**** Rows

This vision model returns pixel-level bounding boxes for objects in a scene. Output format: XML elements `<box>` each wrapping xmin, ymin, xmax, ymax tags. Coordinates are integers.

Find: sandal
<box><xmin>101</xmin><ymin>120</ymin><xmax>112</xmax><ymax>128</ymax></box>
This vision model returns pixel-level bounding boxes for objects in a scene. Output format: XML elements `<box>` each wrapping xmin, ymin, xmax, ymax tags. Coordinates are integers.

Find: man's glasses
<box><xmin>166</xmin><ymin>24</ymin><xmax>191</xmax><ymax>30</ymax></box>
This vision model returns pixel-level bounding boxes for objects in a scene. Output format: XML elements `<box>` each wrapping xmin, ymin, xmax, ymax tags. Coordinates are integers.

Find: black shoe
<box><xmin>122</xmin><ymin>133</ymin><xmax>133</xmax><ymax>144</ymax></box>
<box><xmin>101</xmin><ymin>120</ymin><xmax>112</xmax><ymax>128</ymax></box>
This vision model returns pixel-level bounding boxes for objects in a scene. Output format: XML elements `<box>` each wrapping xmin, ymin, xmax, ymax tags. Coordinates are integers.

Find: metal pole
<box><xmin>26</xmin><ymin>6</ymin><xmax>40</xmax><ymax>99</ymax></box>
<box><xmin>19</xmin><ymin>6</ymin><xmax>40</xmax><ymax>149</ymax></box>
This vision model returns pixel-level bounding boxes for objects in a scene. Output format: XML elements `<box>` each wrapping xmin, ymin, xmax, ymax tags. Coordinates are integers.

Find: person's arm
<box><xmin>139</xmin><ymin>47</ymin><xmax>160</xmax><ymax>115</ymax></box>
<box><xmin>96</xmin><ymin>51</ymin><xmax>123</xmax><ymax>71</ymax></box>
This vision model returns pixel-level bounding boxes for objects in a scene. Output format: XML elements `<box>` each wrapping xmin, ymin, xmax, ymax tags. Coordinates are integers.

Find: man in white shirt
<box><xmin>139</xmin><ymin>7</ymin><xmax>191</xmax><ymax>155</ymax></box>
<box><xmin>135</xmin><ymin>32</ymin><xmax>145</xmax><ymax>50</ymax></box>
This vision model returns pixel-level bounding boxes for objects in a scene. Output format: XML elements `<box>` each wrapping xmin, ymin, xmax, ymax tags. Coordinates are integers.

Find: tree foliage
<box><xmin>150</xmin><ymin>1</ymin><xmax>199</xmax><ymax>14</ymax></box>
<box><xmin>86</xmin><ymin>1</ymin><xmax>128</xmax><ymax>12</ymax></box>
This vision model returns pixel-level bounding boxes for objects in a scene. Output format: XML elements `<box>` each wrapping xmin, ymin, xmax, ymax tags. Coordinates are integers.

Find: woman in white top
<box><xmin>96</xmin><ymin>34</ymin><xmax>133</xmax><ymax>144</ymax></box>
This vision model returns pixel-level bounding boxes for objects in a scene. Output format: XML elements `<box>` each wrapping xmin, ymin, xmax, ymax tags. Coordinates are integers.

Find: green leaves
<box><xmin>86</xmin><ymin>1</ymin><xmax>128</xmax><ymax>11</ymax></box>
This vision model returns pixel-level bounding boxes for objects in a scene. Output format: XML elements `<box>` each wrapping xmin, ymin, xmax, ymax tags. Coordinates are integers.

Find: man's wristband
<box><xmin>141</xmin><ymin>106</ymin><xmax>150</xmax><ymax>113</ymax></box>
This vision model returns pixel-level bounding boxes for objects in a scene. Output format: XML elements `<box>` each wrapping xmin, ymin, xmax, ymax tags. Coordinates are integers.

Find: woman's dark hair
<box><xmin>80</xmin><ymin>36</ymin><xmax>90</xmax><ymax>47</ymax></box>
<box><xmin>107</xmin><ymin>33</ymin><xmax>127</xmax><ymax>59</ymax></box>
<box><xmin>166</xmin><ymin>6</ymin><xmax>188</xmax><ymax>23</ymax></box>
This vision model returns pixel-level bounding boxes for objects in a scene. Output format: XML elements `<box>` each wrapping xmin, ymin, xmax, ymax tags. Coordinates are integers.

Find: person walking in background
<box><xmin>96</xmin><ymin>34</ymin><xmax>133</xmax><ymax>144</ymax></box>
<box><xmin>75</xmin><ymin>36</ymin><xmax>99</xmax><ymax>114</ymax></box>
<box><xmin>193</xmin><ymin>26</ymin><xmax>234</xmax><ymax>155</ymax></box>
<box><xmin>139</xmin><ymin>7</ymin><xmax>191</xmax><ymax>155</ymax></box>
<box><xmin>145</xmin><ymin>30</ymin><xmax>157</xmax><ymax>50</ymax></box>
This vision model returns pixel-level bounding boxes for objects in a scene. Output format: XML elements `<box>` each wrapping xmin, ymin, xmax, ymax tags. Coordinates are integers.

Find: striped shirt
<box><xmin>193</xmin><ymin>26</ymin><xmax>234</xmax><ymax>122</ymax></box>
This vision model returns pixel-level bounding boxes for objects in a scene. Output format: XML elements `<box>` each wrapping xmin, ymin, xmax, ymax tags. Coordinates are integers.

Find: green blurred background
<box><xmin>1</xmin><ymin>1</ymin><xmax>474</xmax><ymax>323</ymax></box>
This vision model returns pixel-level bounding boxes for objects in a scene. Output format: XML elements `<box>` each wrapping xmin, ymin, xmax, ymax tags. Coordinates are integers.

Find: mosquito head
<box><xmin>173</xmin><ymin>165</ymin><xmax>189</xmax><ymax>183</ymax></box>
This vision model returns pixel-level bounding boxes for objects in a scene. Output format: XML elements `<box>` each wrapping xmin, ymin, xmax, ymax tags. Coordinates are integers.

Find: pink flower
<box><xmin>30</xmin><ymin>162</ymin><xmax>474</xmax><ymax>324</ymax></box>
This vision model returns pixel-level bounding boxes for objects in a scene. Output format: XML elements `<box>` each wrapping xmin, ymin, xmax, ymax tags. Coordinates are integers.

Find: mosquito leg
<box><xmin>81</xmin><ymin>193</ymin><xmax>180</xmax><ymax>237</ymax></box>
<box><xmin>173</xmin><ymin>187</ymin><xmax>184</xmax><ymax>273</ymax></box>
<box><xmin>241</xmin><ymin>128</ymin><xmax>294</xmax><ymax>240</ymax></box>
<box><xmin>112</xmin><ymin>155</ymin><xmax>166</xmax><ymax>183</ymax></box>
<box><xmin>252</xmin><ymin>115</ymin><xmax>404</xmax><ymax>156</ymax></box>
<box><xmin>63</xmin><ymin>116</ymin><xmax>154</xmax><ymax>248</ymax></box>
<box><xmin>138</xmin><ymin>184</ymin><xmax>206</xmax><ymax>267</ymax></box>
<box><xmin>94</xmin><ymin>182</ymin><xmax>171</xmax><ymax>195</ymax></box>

********

■ Challenge ■
How many lines in the rows above contain the word "green"? Give only the number.

■ Correct answer ■
2